> **Your instructions**
Skip every image and restate the data word for word.

= = =

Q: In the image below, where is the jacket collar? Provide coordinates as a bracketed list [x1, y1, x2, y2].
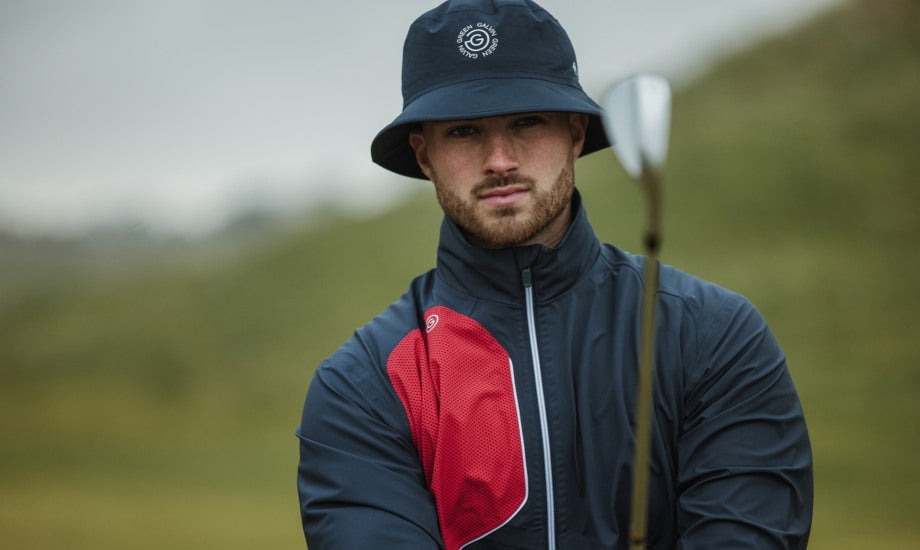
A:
[435, 189, 601, 304]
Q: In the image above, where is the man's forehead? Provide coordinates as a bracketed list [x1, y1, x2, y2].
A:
[422, 111, 562, 126]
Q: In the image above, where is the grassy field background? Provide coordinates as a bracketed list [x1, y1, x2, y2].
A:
[2, 0, 918, 547]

= = =

> **Written answer**
Q: In the image below, where is the jacket collar? Provide coordinates as a bracketed list [x1, y1, x2, y2].
A:
[435, 189, 601, 304]
Q: In the image above, where is the man's forehead? Provide coordinates as a bracketed list [x1, y1, x2, y2].
A:
[422, 111, 562, 126]
Q: In the image above, where is the grassy field background? Provide coordinates as a bracketed list [x1, y1, x2, y2].
A:
[2, 0, 918, 547]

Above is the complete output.